• [EXTRACTED RECORDS]:
:::
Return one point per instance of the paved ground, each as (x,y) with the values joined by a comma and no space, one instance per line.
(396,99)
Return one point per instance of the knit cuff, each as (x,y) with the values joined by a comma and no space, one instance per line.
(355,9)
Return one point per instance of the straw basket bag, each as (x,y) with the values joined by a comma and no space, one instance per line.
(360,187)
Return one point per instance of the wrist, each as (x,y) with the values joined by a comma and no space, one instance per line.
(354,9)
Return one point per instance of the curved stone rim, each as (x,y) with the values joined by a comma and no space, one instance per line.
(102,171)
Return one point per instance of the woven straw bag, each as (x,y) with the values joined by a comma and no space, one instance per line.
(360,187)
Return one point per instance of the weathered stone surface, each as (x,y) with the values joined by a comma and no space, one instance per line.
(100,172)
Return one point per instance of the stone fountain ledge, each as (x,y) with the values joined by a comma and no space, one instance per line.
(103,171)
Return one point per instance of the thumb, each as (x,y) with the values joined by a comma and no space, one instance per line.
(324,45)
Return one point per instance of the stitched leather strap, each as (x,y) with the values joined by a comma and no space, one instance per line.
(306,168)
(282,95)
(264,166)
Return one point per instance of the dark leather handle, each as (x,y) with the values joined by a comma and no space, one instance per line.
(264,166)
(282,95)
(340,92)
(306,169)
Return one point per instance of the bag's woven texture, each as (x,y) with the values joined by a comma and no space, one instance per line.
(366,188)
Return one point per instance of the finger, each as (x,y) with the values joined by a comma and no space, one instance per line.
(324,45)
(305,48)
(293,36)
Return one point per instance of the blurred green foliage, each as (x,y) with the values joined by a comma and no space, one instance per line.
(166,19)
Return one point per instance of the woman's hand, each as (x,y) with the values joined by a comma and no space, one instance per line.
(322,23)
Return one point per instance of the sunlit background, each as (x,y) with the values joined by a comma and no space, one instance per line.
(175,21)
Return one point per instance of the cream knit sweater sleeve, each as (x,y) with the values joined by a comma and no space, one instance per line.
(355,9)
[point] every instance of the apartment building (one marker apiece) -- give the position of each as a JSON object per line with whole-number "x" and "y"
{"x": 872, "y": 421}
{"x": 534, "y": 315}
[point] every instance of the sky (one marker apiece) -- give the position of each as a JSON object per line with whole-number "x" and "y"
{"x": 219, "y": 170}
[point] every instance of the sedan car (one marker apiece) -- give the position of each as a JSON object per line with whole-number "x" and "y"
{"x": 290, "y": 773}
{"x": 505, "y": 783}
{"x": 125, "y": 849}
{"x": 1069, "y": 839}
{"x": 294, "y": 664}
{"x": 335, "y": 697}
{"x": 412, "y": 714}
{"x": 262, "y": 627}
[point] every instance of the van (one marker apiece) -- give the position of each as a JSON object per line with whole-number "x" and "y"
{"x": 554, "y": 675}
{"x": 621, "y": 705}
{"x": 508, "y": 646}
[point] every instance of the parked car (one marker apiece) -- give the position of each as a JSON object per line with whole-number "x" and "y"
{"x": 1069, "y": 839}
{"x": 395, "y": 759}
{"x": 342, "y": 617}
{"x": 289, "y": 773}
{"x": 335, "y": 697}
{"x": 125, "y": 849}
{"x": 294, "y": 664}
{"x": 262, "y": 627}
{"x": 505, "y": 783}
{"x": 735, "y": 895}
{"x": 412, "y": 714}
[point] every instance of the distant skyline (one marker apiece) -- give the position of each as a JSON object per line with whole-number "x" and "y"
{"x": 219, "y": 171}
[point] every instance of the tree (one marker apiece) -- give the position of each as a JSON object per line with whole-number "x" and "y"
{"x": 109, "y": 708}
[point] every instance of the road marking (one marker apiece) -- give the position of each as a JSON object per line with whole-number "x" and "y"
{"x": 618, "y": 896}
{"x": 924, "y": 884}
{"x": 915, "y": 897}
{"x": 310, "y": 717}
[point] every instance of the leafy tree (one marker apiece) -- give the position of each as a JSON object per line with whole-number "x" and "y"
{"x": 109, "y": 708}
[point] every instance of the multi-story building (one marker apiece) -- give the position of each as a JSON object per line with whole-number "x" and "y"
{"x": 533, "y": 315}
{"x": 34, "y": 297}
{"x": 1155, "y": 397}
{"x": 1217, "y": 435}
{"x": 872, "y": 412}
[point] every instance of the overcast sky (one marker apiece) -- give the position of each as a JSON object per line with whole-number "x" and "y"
:::
• [WORK INSTRUCTION]: Your task is to restate every record word for word.

• [SOLUTION BELOW]:
Return one point per instance of the paved ground, each as (x,y) with the values joined by a comma and no space, one instance per line.
(396,99)
Return one point per instance of the knit cuff, each as (x,y) with the values joined by a comma and no space, one instance per line.
(355,9)
Return one point per instance of the straw basket bag, each as (x,y) with the values joined by a comma and no space, one instance per line.
(360,187)
Return one point per instance of the wrist, each as (x,y) with the values joined by a comma and no space, one instance per line.
(354,9)
Return one point per instance of the curved stone rim, each as (x,y) with the values joined by a comma and no space, one instance per line.
(102,171)
Return one point per instance of the woven straw bag, each as (x,y) with the values joined by a comma and no space, one instance per line.
(360,187)
Return one point per instance of the weathered stone surface, each as (x,y) with the values joined by a comma and no space, one instance per line.
(100,172)
Return one point per instance of the stone fountain ledge, each as (x,y) with the values joined by a comma and no space, one instance per line.
(103,171)
Return one point per instance of the thumb, each as (x,y) with the values joined by a comma and no space, one instance per line.
(324,45)
Return one point per instance of the stitched leather strap, each as (x,y) with the values joined by a comma and no space, one instance per line.
(306,168)
(282,95)
(264,166)
Return one point per instance of the dark leather handle, each as (x,y) with the values joined by a comma and no space, one instance per line.
(264,166)
(282,95)
(340,92)
(306,169)
Return one point per instance of the bag's woven texture, each as (x,y) with the values joined by a comma and no space, one instance per line.
(366,188)
Return one point per instance of the finger, each as (x,y) with the values joined by a comma and no space, one instance per line.
(324,45)
(305,48)
(293,36)
Return one point per instance of the blurred green foliage, each as (x,y) with the values joined by a comma and no space, one instance per line.
(166,19)
Return one point per instance of the woman's hand, each as (x,y) with the values joined by a comma and no space, one instance per line.
(322,23)
Return one point per instance of the sunlit background, each as (x,y) with the values joined by a comma and no space, one instance per line.
(175,21)
Return one point per instance of the cream knit sweater sleeve, each as (x,y) with the values joined by a comma and no space, one instance per line.
(355,9)
[point] every instance of the apartment building (one marker apiece) -- give the position of each as a JSON object per line with whole-number "x" and "y"
{"x": 872, "y": 421}
{"x": 534, "y": 315}
[point] every instance of the sky (one marker apiece) -- give the position of each as a JSON object per line with whole-number "x" and "y"
{"x": 219, "y": 170}
[point] every instance of the sedan car (one marker apiece) -- give the position of each as a JSON object per line with whole-number "x" and "y"
{"x": 290, "y": 773}
{"x": 505, "y": 783}
{"x": 125, "y": 849}
{"x": 1069, "y": 839}
{"x": 294, "y": 664}
{"x": 335, "y": 697}
{"x": 412, "y": 714}
{"x": 262, "y": 627}
[point] every instance of the van (one marker apiece) -- give the position of each as a JSON object per line with whole-number "x" and "y"
{"x": 554, "y": 675}
{"x": 621, "y": 705}
{"x": 508, "y": 646}
[point] every instance of the parked car (one marker apiece) -- give the position of each as a JSON object per line with whole-number "x" and "y"
{"x": 1069, "y": 839}
{"x": 395, "y": 759}
{"x": 342, "y": 617}
{"x": 289, "y": 773}
{"x": 335, "y": 697}
{"x": 125, "y": 849}
{"x": 294, "y": 664}
{"x": 262, "y": 627}
{"x": 505, "y": 783}
{"x": 735, "y": 895}
{"x": 412, "y": 714}
[point] every instance of the distant skyline (one marker apiece) -- give the position of each as a JSON object per line with whole-number "x" and "y"
{"x": 219, "y": 171}
[point] every instance of the tree (one marker apiece) -- give the position of each as a JSON object per line with whole-number "x" and "y"
{"x": 109, "y": 708}
[point] every instance of the road marking (one marker apiece) -- give the position of each as a JSON object per line with whole-number "x" and "y"
{"x": 618, "y": 896}
{"x": 924, "y": 884}
{"x": 915, "y": 897}
{"x": 310, "y": 717}
[point] every instance of the leafy tree (one marker apiece) -- give the position of each as a JSON object per line with whole-number "x" and "y"
{"x": 109, "y": 708}
[point] every instance of the multi-story building (one marker apiece) -- give the position of each as a JSON object per line with whole-number "x" and "y"
{"x": 533, "y": 315}
{"x": 34, "y": 297}
{"x": 1155, "y": 397}
{"x": 1217, "y": 435}
{"x": 872, "y": 412}
[point] every instance of the overcast sky (one marker apiece) -- give the position of each as a JSON object per line with whole-number "x" and "y"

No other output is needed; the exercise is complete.